+++ Page extract

Hilary L. Rubinstein (born 1946) is an Australian historian and author. She researches and writes on British naval history and modern Jewish history.

Biography 
She graduated with a BA(Hons) in economics, history and politics at Keele University in England, having spent a year on an exchange scholarship at Swarthmore College, Pennsylvania, and subsequently gained a master's degree in librarianship from Simmons College, Massachusetts and a PhD in history for her thesis titled 'King Campbell: The public career of the Marquess of Argyll (1607?-1661)' from the Australian National University.

++++++
+++ Stored data

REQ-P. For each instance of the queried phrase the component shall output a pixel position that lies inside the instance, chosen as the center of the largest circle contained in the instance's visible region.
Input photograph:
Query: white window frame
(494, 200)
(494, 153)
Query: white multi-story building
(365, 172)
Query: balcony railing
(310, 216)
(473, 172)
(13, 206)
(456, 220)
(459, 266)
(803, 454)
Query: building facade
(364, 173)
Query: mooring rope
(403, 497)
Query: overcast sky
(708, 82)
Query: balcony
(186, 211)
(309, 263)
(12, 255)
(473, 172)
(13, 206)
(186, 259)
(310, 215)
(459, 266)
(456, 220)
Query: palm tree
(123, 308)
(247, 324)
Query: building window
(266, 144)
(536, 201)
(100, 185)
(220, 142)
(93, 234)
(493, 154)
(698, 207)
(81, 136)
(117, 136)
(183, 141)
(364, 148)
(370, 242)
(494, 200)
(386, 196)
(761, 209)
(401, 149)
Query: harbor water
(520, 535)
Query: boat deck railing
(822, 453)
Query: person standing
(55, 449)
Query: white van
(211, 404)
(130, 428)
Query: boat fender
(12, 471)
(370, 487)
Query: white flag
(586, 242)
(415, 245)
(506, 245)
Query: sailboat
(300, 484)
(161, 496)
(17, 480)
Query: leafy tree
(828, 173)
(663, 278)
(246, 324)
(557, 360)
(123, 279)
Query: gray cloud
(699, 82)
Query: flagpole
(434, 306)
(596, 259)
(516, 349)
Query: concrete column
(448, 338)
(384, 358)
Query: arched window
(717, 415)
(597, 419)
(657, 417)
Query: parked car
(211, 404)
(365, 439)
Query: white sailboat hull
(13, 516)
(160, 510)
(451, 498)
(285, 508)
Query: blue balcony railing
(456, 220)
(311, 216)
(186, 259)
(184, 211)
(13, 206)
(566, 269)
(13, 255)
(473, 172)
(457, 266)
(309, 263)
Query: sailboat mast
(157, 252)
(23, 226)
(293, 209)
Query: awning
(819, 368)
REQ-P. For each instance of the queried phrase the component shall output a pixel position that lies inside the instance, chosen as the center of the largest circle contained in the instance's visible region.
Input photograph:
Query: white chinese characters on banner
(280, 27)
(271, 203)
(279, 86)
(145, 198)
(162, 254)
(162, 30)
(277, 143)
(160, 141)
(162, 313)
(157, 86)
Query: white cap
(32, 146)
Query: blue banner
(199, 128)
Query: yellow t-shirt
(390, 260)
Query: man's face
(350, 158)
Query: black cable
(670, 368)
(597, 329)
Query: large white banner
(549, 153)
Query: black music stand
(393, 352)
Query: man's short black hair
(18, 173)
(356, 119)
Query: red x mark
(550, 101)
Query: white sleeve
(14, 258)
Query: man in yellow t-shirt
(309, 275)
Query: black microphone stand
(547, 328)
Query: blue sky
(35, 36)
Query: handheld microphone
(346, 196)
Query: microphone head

++++++

## What to work on
(1) Using the biographical text on Hilary L. Rubinstein, answer:
(a) In what year was she born?
(b) At which college did she spend a year on an exchange scholarship?
(c) From which university did she receive her PhD in history?
(2) Gather every line of the records that contains the word "sailboat". Case counts.

## Task answers
(1)
(a) 1946
(b) Swarthmore College, Pennsylvania
(c) The Australian National University

(2)
Query: sailboat
Query: white sailboat hull
Query: sailboat mast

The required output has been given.